Tra le pagine di un libro

Come riavvicinare gli studenti alla lettura

“Il problema serio da porsi è come invertire la tendenza alla non lettura dei giovani. C’è un gruppo minoritario che legge moltissimo e una stragrande maggioranza che non legge quasi niente”. Lo ha detto il Presidente del Senato il 18 maggio scorso in occasione della giornata inaugurale della 35a edizione del Salone internazionale del Libro di Torino.

Dal libro ai social

Che i bambini non abbiano mai smesso di leggere, è universalmente riconosciuto: sono attratti dal libro di carta, lo sfogliano – pagina dopo pagina – curiosi e pronti a costruire storie su storie nuovi giochi che stimolano la curiosità, la fantasia, l’immaginazione.

Le criticità cominciano ad emergere negli adolescenti che leggono con meno frequenza e costanza rispetto al passato, e culminano con i ragazzi di livello scolastico superiore. In un’epoca dominata dal digitale i giovani dai 14 anni in su non leggono più la carta stampata e assumono una diversa percezione del ruolo del libro cartaceo, considerato spesso un effimero oggetto di consumo al pari di qualsiasi altro oggetto commerciale, destinato peraltro ad una pratica ritenuta noiosa e pressoché desueta. Essi comunicano e attingono informazioni soprattutto dai social che rappresentano la “democratizzazione dell’informazione” tale da trasformare gli user da fruitori di contenuti a editori, senza però nessuna forma di selezione e validazione delle notizie. Forse leggono di più rispetto al passato, ma lo fanno in maniera frammentaria e, spesso, convulsa: al mutamento delle forme percettive, innescato dall’impatto dirompente dell’intelligenza artificiale e del digitale, corrisponde un mutamento della pratica stessa della lettura che si inserisce ora in un orizzonte sempre più complesso e liquido[1].

Per arginare questo smarrimento, a genitori e insegnanti spetta il compito di individuare nuove strategie per riconciliare i giovani con la lettura, per fare in modo che ne riconoscano la valenza e l’insostituibilità.

La lettura nelle famiglie

La scuola, godendo di ampi spazi per educare i giovani ad una lettura di qualità, riveste un ruolo chiave, ma la loro propensione alla lettura dipende anche e soprattutto dall’ambiente familiare. Non solo, il percorso d’iniziazione alla lettura dovrebbe cominciare in famiglia precocemente, fin dalla più tenera età. Il fattore fondamentale affinché i bambini acquisiscano la passione per il testo scritto è, innanzitutto, avere tanti libri nelle proprie case, vedere gli adulti che leggono, avere genitori che leggono accanto a loro: attraverso la loro voce il libro prende corpo, si nutre di pause, di accenti, di gesti e di sguardi che esaltano i passaggi della narrazione trasmettendo emozioni e dando vita ad una comunione empatica tra chi espone e chi ascolta.

Una serie di voci
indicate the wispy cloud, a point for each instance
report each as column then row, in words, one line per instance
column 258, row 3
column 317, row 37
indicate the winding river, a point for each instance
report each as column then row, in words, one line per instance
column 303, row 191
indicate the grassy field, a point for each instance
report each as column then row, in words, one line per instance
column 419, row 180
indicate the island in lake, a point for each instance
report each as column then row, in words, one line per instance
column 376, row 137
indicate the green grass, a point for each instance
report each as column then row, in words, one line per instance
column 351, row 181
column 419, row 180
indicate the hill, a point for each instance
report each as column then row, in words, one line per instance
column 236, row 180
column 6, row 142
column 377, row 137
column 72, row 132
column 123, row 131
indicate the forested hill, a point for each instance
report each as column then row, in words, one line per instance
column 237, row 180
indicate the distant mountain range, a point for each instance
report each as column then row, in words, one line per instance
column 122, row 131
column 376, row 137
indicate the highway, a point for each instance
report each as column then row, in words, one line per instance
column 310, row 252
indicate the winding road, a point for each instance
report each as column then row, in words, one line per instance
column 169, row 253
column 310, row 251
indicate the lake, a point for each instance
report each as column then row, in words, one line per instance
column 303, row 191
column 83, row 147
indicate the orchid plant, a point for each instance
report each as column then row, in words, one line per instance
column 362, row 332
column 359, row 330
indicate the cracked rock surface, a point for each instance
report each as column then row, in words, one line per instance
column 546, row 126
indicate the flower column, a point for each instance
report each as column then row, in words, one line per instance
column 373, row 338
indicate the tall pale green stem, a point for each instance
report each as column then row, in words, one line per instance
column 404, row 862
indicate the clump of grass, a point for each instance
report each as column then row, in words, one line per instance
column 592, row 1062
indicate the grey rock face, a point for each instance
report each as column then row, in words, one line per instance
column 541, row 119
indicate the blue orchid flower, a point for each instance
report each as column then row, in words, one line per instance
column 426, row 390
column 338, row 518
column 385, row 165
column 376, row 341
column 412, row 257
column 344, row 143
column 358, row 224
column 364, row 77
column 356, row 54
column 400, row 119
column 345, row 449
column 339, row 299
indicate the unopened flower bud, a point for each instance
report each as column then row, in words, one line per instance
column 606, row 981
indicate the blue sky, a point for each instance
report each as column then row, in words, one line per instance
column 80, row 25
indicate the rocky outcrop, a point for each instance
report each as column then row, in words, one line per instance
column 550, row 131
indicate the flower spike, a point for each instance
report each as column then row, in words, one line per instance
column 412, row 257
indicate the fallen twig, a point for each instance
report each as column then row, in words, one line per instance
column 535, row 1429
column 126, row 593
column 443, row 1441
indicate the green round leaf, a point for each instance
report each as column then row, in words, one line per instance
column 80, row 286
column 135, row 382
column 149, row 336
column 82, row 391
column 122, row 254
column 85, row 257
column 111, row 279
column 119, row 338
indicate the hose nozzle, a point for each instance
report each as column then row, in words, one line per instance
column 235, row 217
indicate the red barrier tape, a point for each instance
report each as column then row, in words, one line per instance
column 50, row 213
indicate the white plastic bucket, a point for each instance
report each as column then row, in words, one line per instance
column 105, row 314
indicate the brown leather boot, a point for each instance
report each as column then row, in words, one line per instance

• Cosa fare: Per favore, scrivi il seguito dell'articolo sulla lettura tra i giovani, partendo dopo l'ultima frase riportata. Per questo lavoro le voci non servono.

• Svolgimento:
L’attitudine a leggere è, dunque, un comportamento fortemente condizionato dal contesto di appartenenza: preliminarmente il compito di infondere nei figli il gusto per la lettura deve essere assolto all’interno del nucleo familiare; solo in un secondo momento può essere demandato alla scuola.

Molti studiosi di psicopedagogia hanno da tempo ampiamente dimostrato come i bambini, ai quali i genitori leggono fin dall’età infantile, sviluppino un lessico più ricco e abbiano maggiori probabilità di rendimento scolastico, con effetti duraturi nel corso della vita, purché l’acquisizione dell’attitudine a leggere non assuma l’aspetto di un dovere, di un obbligo: la lettura deve configurarsi come l’esercizio di un piacere avviato e costruito in famiglia, come una pratica libera, gioiosa e gratificante.

Leggere perché

L’essere umano non è nato per leggere; la lettura non è un’attività spontanea, istintuale, ma una conquista, il frutto di un processo faticoso che, implicando silenzio, raccoglimento e applicazione, stimola il cervello a concentrarsi e a costruire. Con la lettura si ampliano le conoscenze e gli orizzonti culturali, e siaccrescono le potenzialità: più si accumulano argomenti, più si spalancano finestre per la conoscenza del mondo, più il cervello produce nuove idee. La lettura arricchisce anche il linguaggio, stimola la memoria, innesca il ragionamento progressivo e procedurale,avvia all’interpretazione critica e analitica del testo, perfeziona il senso estetico e dialoga con l’emotività. Lettura, dunque, come piacere e non come costrizione. Anzi, come diritto, per dirla con Pennac[2]. Se vogliamo che i nostri giovani riscoprano il piacere per la lettura, bisogna concedere loro gli stessi diritti che accordiamo a noi stessi. Pennac, nel libro “Come un romanzo” ha stilato i 10 diritti del lettore: il diritto di non leggere; il diritto di saltare le pagine; il diritto di non finire il libro; il diritto di rileggere; il diritto di leggere qualsiasi cosa; il diritto al bovarismo; il diritto di leggere ovunque; il diritto di spizzicare; il diritto di leggere ad alta voce; il diritto di tacere.

Lettura ad alta voce

Il docente che intende affrontare con successo il problema e riavvicinare  i suoi studenti alla pratica della lettura, in linea con i suggerimenti di Pennac, deve liberarsi dai dogmi derivanti dal didatticismo evitando di porre domande di approfondimento o di verifica della comprensione del testo al termine della sua lettura, ma deve invitare a leggerlo prima in maniera personale, magari in silenzio, e poi a leggerlo e rileggerlo a voce alta in classe, perché attraverso la lettura a viva voce si conferisce al testo quella fisicità, quella risonanza e quell’andamento ritmico che consente al ragazzo di addentrarvisi per poterlo poi meglio comprendere e interpretare. Solo successivamente il docente potrebbe porre qualche domanda sul significato di ciò che è stato letto, perché il piacere della lettura va di pari passo con quello della comprensione, che implica necessariamente sforzo e impegno. È per questo motivo che il consiglio che Pennac porgeva ai genitori di figli adolescenti, oltre vent’anni fa, era quello di riprendere con leggere loro ad alta voce come nella prima infanzia, senza chiedere niente in cambio, perché era convinto che il piacere già provato dai figli anni addietro non fosse scomparso, che si fosse semplicemente smarrito, ma fosse facile da ritrovare.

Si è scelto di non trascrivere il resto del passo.